[WHAT YOU NEED TO DO]: In the entries below, find the line containing "locate the pear in the photo above" and the line containing "locate the red drinking". Copy those two lines and everything between them exactly, and only that.

[TASK INPUT]:
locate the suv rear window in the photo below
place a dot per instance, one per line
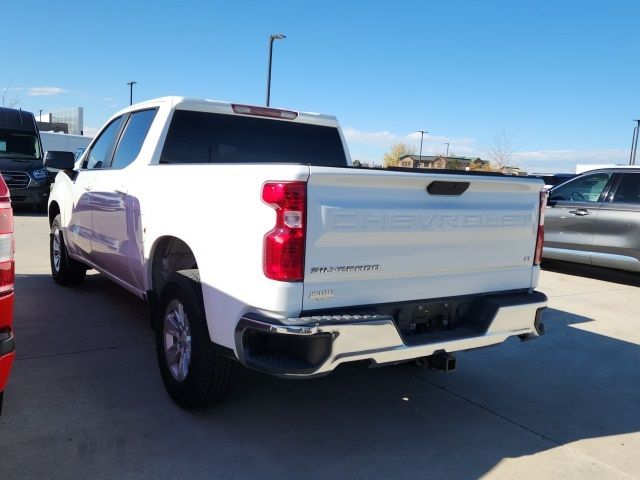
(200, 137)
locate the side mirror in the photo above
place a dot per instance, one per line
(59, 160)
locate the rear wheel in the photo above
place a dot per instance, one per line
(64, 269)
(194, 373)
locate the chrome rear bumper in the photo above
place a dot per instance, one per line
(324, 342)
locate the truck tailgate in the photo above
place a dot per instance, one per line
(378, 237)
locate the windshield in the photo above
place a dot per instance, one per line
(17, 144)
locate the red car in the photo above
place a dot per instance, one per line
(7, 275)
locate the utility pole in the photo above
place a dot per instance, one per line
(421, 132)
(634, 143)
(131, 84)
(271, 39)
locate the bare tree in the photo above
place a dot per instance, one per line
(397, 150)
(500, 149)
(8, 102)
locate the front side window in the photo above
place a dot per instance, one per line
(101, 150)
(133, 137)
(17, 144)
(628, 190)
(584, 189)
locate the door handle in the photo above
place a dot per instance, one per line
(581, 212)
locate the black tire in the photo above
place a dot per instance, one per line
(65, 270)
(208, 374)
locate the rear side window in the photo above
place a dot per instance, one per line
(628, 190)
(102, 148)
(199, 137)
(583, 189)
(133, 137)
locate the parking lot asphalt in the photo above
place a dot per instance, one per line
(85, 399)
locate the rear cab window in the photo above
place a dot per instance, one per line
(203, 137)
(132, 138)
(628, 190)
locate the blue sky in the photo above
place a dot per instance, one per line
(561, 78)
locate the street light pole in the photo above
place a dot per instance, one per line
(131, 84)
(421, 132)
(271, 39)
(634, 143)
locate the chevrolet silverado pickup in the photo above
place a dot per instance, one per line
(255, 241)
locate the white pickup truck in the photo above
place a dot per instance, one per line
(255, 241)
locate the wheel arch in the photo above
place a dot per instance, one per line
(54, 209)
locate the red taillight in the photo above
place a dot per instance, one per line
(264, 112)
(284, 245)
(540, 238)
(7, 273)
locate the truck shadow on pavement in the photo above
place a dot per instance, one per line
(596, 273)
(86, 397)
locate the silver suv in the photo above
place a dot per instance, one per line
(595, 219)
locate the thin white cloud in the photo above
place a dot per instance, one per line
(370, 147)
(44, 91)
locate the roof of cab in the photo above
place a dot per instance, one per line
(15, 119)
(216, 106)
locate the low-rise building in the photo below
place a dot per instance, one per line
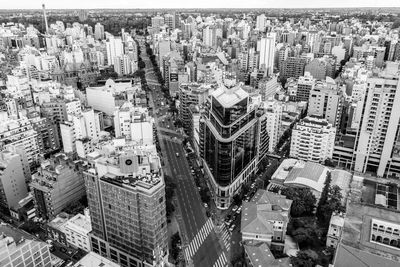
(335, 229)
(18, 248)
(297, 173)
(370, 233)
(95, 260)
(12, 181)
(77, 231)
(57, 183)
(313, 139)
(265, 218)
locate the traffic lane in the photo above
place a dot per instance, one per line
(190, 186)
(190, 191)
(208, 252)
(184, 203)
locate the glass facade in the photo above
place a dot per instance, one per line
(229, 139)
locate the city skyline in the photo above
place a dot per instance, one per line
(158, 4)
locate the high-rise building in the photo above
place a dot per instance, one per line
(267, 52)
(115, 49)
(48, 136)
(320, 68)
(18, 248)
(210, 36)
(156, 23)
(233, 139)
(191, 94)
(169, 20)
(12, 180)
(98, 31)
(325, 100)
(20, 133)
(173, 64)
(261, 22)
(292, 67)
(126, 195)
(125, 65)
(133, 123)
(378, 145)
(57, 183)
(313, 139)
(273, 110)
(305, 84)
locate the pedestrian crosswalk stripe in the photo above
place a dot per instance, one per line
(221, 261)
(198, 240)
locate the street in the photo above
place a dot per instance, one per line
(201, 245)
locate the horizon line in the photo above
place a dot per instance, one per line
(188, 8)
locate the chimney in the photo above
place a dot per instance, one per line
(45, 18)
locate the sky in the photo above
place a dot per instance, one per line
(90, 4)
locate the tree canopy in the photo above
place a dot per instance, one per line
(303, 201)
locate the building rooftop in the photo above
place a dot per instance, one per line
(229, 97)
(260, 255)
(309, 174)
(259, 214)
(95, 260)
(59, 221)
(355, 248)
(79, 223)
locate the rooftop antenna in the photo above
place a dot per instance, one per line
(45, 18)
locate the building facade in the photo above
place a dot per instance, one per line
(233, 139)
(127, 207)
(313, 139)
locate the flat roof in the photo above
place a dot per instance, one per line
(229, 97)
(95, 260)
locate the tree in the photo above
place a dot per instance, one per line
(324, 195)
(169, 193)
(329, 163)
(303, 201)
(141, 64)
(305, 236)
(263, 164)
(238, 260)
(237, 199)
(303, 259)
(175, 244)
(205, 197)
(333, 203)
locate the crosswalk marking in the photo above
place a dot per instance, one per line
(226, 237)
(221, 261)
(198, 240)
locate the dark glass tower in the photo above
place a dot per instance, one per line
(232, 140)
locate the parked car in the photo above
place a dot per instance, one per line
(239, 210)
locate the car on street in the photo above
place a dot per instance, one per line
(239, 210)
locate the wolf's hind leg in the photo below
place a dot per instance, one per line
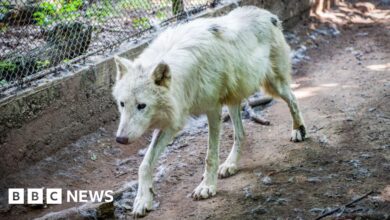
(229, 167)
(207, 187)
(283, 90)
(143, 200)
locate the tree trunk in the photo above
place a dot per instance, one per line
(177, 7)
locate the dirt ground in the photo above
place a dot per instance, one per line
(342, 83)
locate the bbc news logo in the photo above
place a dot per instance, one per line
(54, 196)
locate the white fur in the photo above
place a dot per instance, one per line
(196, 68)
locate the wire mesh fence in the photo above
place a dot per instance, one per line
(36, 36)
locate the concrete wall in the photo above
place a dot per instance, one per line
(37, 122)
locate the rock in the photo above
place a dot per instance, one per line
(259, 210)
(266, 180)
(314, 179)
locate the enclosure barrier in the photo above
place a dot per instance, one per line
(38, 37)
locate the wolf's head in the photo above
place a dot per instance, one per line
(140, 95)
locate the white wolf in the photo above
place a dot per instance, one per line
(196, 68)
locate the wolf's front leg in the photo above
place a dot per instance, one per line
(144, 199)
(207, 187)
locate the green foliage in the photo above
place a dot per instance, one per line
(161, 15)
(101, 10)
(43, 63)
(3, 82)
(6, 66)
(57, 11)
(135, 5)
(4, 7)
(141, 23)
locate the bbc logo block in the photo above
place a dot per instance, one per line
(16, 196)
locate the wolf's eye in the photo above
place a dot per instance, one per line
(141, 106)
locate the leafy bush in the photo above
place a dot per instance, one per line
(101, 10)
(50, 12)
(141, 23)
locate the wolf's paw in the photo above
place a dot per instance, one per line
(227, 169)
(299, 134)
(204, 191)
(142, 203)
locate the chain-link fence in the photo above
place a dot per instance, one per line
(38, 36)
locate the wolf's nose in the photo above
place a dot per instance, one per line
(122, 140)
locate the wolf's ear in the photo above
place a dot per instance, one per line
(161, 75)
(122, 66)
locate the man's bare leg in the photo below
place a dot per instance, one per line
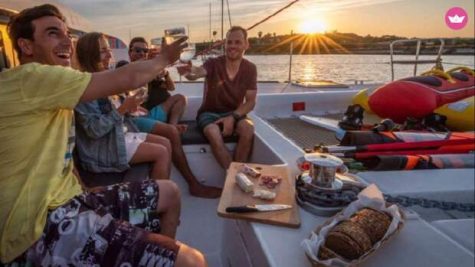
(179, 159)
(156, 153)
(189, 257)
(245, 131)
(215, 139)
(169, 207)
(175, 106)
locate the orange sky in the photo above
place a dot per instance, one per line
(148, 18)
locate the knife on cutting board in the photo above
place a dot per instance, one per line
(257, 208)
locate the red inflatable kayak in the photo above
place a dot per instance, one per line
(419, 96)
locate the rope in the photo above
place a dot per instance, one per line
(220, 42)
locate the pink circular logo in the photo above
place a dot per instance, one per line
(456, 18)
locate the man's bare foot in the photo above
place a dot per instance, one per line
(203, 191)
(181, 128)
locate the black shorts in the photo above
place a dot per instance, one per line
(114, 226)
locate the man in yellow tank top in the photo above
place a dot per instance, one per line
(45, 217)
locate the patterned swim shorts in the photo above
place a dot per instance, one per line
(115, 226)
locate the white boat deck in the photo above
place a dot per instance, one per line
(430, 237)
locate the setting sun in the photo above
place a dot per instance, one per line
(312, 26)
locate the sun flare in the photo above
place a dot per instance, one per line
(312, 26)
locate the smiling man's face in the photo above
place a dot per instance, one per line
(51, 42)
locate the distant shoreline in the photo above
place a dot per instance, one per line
(360, 53)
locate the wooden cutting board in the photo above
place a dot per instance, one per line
(233, 196)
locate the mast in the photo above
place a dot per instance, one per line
(210, 21)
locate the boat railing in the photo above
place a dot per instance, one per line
(437, 61)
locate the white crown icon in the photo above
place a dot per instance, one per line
(456, 19)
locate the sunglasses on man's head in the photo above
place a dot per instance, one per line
(139, 50)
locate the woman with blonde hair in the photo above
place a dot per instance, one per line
(107, 140)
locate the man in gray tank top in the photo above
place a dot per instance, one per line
(230, 92)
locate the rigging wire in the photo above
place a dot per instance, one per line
(229, 14)
(220, 42)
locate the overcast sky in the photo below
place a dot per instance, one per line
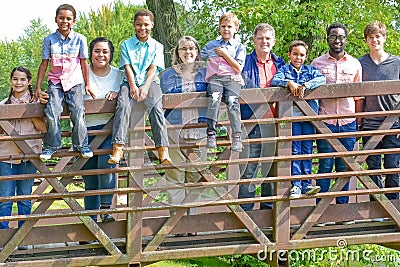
(17, 14)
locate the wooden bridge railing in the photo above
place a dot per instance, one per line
(146, 226)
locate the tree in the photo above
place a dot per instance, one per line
(166, 29)
(26, 51)
(304, 19)
(112, 21)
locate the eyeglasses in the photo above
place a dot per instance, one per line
(340, 38)
(190, 49)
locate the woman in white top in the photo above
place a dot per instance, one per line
(104, 82)
(187, 75)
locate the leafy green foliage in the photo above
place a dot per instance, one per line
(304, 20)
(112, 21)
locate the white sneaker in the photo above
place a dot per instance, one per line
(312, 190)
(295, 192)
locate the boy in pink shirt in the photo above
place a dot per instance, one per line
(226, 57)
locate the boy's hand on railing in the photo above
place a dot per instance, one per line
(90, 92)
(238, 78)
(43, 97)
(296, 89)
(143, 92)
(111, 95)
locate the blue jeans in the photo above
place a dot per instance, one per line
(123, 112)
(303, 147)
(53, 110)
(326, 165)
(100, 181)
(250, 170)
(218, 86)
(16, 187)
(390, 161)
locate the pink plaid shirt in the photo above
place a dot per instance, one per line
(346, 70)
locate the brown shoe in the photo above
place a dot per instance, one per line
(163, 155)
(117, 154)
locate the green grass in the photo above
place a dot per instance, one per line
(199, 262)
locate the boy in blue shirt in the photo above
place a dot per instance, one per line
(66, 51)
(142, 58)
(299, 77)
(226, 58)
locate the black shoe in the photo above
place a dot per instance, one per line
(106, 218)
(86, 242)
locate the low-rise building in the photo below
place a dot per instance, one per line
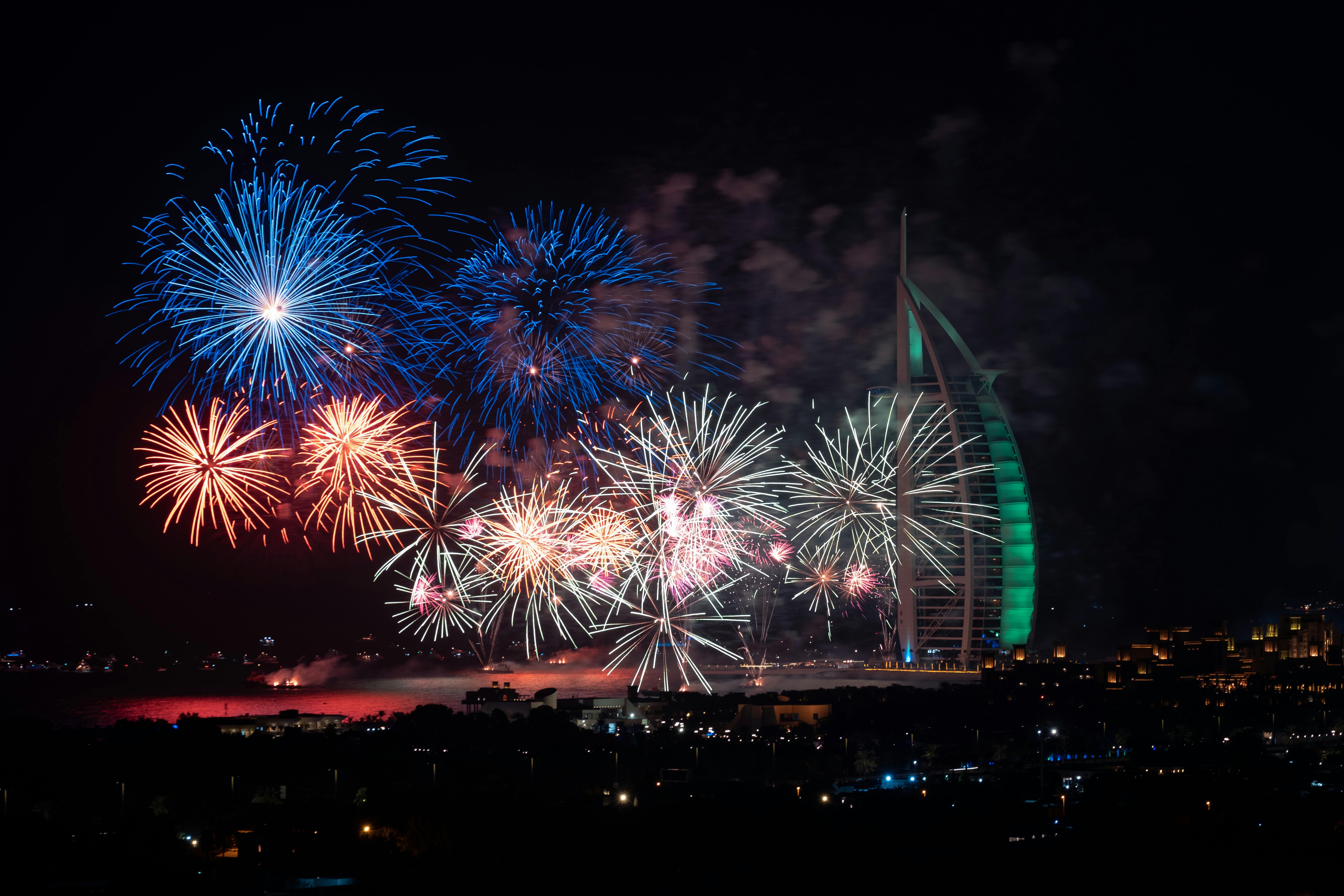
(286, 719)
(771, 711)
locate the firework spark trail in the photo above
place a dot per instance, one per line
(823, 578)
(273, 285)
(702, 487)
(351, 449)
(378, 170)
(660, 635)
(534, 545)
(846, 498)
(208, 467)
(435, 610)
(699, 484)
(432, 520)
(560, 312)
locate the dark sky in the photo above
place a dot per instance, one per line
(1134, 214)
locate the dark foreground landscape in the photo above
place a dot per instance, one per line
(892, 788)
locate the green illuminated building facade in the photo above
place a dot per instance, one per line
(992, 604)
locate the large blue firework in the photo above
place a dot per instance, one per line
(288, 264)
(275, 293)
(560, 312)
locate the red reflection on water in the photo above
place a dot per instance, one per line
(354, 699)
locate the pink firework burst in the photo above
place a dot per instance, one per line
(780, 551)
(427, 596)
(861, 580)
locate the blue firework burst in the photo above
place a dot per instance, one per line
(558, 314)
(390, 178)
(272, 292)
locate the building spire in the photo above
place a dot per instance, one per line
(902, 244)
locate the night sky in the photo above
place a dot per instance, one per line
(1132, 216)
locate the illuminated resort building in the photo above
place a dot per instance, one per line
(992, 565)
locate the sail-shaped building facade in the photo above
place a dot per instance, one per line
(988, 601)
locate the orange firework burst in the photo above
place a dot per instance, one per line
(605, 541)
(823, 577)
(530, 546)
(208, 467)
(353, 449)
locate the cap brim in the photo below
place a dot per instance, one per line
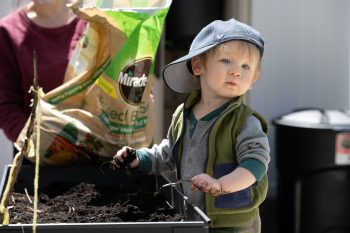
(177, 76)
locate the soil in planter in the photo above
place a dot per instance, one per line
(86, 203)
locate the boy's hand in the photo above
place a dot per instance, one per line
(207, 184)
(125, 158)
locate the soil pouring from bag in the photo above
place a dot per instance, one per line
(87, 203)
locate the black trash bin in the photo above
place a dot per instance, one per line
(313, 165)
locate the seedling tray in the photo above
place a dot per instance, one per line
(194, 220)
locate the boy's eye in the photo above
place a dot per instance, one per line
(225, 60)
(245, 66)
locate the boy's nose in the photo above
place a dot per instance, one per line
(235, 72)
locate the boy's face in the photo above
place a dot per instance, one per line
(227, 73)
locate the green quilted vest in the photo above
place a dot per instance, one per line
(234, 209)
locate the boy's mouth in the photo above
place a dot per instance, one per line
(231, 84)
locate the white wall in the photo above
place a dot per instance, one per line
(307, 58)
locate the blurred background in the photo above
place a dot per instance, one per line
(305, 69)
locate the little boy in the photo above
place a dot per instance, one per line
(216, 143)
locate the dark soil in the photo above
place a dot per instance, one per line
(86, 203)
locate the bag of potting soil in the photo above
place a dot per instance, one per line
(105, 101)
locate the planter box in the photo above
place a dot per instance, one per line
(127, 183)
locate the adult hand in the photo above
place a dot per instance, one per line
(125, 158)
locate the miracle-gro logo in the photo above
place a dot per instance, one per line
(133, 80)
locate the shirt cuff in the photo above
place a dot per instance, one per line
(256, 167)
(145, 162)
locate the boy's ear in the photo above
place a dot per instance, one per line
(196, 65)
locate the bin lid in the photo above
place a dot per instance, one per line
(316, 118)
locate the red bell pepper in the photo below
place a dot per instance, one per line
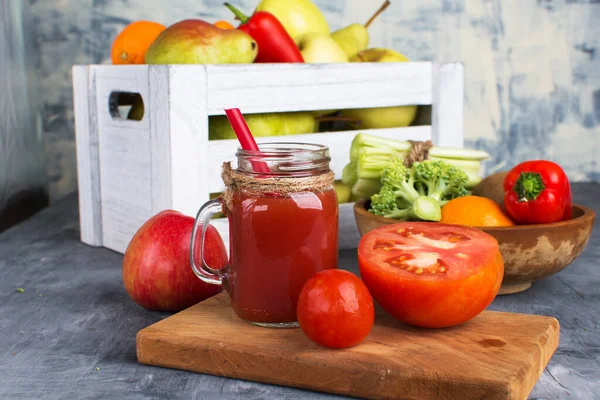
(537, 192)
(274, 43)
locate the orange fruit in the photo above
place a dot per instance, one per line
(130, 45)
(474, 211)
(224, 25)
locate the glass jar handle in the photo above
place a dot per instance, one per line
(203, 270)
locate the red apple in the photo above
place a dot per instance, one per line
(156, 266)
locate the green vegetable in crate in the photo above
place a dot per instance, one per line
(370, 155)
(381, 117)
(417, 193)
(265, 124)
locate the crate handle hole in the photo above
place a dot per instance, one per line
(126, 106)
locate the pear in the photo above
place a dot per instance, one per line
(320, 48)
(264, 124)
(381, 117)
(194, 41)
(298, 17)
(378, 54)
(355, 37)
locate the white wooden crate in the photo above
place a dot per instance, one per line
(130, 170)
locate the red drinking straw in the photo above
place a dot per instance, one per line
(238, 123)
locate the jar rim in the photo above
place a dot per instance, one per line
(278, 149)
(286, 158)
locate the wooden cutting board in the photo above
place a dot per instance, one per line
(496, 355)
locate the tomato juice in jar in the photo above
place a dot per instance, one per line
(283, 229)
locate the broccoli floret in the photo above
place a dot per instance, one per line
(387, 204)
(441, 180)
(418, 192)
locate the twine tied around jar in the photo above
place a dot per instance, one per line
(418, 152)
(257, 186)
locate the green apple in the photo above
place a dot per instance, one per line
(321, 48)
(297, 16)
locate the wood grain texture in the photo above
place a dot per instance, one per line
(190, 152)
(88, 164)
(125, 157)
(165, 161)
(156, 105)
(448, 105)
(495, 356)
(295, 87)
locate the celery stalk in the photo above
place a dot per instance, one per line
(349, 176)
(364, 188)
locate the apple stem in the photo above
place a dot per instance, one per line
(381, 9)
(238, 14)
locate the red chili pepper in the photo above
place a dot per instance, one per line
(537, 192)
(274, 43)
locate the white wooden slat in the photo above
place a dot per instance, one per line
(447, 118)
(166, 160)
(126, 184)
(190, 163)
(88, 167)
(292, 87)
(338, 143)
(125, 158)
(160, 138)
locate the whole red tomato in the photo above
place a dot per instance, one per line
(537, 192)
(335, 309)
(156, 265)
(431, 275)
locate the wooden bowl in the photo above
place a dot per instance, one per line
(530, 252)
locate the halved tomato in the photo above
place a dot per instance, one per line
(431, 275)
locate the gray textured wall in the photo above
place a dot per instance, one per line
(22, 162)
(532, 84)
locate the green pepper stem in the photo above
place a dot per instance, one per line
(243, 18)
(529, 185)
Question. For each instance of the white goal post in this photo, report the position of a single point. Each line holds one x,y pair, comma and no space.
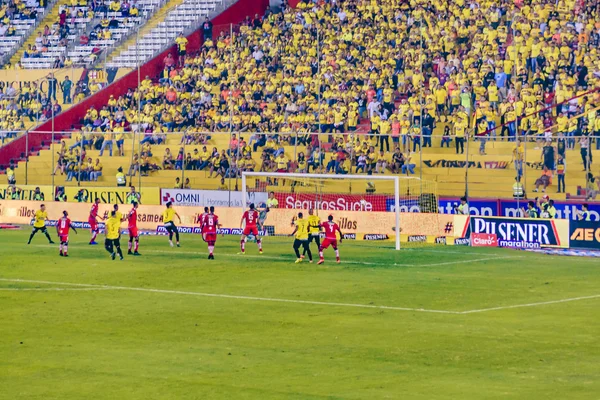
327,177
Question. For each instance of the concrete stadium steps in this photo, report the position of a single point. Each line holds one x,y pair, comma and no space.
482,182
48,19
151,24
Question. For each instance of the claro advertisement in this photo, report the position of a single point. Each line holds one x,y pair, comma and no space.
521,233
585,235
364,225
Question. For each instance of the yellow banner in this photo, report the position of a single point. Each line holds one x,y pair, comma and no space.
112,195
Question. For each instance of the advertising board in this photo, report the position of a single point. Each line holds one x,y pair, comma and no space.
510,232
585,235
207,198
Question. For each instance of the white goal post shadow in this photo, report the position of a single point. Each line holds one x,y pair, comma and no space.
395,179
91,287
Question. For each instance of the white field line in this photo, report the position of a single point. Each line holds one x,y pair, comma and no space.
541,303
51,289
228,296
310,302
280,258
283,258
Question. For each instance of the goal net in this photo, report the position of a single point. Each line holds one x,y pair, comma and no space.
367,208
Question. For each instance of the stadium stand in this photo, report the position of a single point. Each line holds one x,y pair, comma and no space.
165,29
484,73
75,32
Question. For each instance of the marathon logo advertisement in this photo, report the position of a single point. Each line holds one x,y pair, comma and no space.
585,235
417,238
512,232
196,230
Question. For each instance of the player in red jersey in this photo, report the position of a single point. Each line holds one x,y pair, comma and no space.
62,228
330,228
92,220
201,220
249,223
134,237
209,231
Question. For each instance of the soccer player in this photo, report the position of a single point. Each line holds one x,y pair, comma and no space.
93,221
584,214
39,224
134,237
201,220
209,231
62,229
314,227
331,229
301,231
531,211
117,213
168,219
249,222
113,232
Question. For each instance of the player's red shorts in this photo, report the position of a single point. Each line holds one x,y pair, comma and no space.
250,229
329,242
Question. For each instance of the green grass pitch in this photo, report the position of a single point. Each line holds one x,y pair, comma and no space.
430,323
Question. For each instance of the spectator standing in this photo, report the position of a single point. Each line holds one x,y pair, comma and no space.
561,170
108,138
66,86
207,29
518,190
52,86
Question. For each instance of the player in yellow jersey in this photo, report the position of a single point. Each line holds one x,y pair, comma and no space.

[PROBLEM SOLUTION]:
locate the pear in the photo above
place a dot per instance, one per line
(320, 48)
(264, 124)
(381, 117)
(194, 41)
(298, 17)
(378, 54)
(355, 37)
locate the white wooden crate in the photo above
place a dot per instance, one per line
(130, 170)
locate the red drinking straw in the photo above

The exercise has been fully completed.